══ Information provided ══

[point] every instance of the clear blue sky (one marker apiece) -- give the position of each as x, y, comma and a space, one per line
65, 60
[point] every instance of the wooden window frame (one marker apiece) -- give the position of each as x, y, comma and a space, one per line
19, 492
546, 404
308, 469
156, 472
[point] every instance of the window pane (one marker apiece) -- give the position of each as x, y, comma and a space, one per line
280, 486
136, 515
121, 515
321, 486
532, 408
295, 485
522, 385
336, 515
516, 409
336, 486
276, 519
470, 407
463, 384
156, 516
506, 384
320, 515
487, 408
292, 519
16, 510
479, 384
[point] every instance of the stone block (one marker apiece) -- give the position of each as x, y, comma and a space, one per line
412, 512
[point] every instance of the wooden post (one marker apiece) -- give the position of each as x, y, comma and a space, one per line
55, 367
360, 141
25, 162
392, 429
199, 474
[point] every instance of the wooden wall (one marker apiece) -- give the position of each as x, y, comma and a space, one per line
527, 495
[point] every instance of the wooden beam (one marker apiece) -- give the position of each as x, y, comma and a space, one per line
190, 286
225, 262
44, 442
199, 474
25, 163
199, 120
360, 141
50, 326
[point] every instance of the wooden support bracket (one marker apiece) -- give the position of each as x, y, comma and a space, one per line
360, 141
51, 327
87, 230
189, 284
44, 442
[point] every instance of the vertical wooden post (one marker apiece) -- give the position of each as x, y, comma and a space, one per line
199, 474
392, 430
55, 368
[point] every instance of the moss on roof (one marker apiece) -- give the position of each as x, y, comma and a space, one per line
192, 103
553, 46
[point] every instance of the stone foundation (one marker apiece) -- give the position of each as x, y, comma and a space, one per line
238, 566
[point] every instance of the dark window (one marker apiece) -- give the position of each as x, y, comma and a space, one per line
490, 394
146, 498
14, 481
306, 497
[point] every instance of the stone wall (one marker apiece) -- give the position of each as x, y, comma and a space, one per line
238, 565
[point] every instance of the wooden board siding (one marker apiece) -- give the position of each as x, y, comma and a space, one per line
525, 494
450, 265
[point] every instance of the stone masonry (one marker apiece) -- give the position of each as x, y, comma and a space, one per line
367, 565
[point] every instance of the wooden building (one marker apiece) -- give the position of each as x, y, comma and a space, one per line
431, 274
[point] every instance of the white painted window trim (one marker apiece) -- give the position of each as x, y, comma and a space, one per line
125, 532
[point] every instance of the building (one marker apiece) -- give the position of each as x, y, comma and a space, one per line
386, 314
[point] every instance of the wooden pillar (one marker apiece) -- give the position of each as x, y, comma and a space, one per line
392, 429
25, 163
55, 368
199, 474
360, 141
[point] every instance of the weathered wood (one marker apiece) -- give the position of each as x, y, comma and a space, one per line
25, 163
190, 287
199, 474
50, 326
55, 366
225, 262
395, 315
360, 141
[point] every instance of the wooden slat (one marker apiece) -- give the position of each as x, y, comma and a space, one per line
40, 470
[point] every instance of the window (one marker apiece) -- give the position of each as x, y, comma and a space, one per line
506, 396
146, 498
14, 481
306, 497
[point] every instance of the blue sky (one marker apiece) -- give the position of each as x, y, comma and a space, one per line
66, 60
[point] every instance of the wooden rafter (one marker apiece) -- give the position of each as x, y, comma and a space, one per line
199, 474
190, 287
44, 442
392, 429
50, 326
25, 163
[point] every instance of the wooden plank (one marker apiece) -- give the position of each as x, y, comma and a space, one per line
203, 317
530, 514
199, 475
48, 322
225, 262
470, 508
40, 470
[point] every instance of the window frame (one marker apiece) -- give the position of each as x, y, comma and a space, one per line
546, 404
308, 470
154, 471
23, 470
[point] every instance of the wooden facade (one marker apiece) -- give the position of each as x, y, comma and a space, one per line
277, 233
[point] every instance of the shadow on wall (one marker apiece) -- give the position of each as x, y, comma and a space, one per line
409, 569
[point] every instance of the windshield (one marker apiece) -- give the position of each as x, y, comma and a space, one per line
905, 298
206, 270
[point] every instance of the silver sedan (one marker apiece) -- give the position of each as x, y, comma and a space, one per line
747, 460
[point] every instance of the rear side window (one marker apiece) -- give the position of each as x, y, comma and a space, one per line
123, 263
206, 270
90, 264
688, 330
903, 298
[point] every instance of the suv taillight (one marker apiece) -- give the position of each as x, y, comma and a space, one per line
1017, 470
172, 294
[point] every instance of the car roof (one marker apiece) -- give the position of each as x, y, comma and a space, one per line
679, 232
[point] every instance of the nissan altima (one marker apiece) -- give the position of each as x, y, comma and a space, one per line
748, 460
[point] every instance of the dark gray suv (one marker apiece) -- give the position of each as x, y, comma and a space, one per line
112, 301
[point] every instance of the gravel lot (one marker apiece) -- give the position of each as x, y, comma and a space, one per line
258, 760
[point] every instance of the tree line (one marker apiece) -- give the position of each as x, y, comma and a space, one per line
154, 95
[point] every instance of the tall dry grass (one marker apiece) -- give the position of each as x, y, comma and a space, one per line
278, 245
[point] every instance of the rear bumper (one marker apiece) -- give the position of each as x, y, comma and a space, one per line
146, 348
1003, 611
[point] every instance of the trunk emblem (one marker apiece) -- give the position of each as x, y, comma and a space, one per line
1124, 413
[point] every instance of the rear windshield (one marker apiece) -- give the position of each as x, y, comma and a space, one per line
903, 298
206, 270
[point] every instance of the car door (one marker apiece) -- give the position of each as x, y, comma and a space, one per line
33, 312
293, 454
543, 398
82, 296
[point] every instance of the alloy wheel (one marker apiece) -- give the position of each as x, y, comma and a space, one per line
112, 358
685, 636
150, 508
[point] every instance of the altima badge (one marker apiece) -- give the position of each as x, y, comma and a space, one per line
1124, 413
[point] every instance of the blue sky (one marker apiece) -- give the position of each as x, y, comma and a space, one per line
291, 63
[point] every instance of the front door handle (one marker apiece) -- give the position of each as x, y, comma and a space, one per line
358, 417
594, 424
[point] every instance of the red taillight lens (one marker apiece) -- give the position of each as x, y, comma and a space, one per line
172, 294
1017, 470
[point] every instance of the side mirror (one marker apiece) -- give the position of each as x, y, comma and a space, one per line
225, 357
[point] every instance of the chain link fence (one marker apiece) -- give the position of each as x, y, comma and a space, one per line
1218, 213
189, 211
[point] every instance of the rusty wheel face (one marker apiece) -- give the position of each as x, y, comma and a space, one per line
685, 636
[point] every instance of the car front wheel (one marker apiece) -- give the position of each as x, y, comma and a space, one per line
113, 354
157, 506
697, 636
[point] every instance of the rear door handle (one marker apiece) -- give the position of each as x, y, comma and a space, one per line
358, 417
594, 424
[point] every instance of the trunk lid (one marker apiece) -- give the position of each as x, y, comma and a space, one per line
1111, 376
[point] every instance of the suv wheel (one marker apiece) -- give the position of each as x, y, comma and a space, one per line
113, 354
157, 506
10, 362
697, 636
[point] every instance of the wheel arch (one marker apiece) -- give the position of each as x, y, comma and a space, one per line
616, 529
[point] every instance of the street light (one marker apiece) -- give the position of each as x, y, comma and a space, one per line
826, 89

═══

▸ **Task prompt**: Copy exactly, word for word, the line with "[point] every instance of the chain" through the final line of the listing.

▸ **Response**:
[point] every instance of the chain link fence (one marker apiece) -- give the position of each as x, y, comma and a space, one per line
1218, 213
189, 211
[point] every instance of the rusty wheel face (one marker apiece) -- give the position of each as x, y, comma and a space, one per line
685, 636
[point] every instance of the car front wheel (one marker apiece) -- give the position of each as x, y, comma and a space, one per line
113, 354
157, 506
697, 636
[point] every instance of the rear door handle (one marker apiece) -- give the position of each as x, y, comma and a space, one per line
358, 417
594, 424
[point] every instance of the trunk lid (one marker apiece) -- give the position of each as x, y, comma and a space, one per line
1111, 376
[point] every instance of the suv wheel (one marker apiece) -- give the position of each as x, y, comma and a space, one per line
113, 354
157, 506
10, 362
697, 636
[point] every instance of the wheel arch (one marker apiece) -- give the position of each as x, y, comma and a space, one per line
616, 529
[point] every instance of the street light (one marker apiece) -- give the position of each as x, y, comma and a space, one per line
826, 89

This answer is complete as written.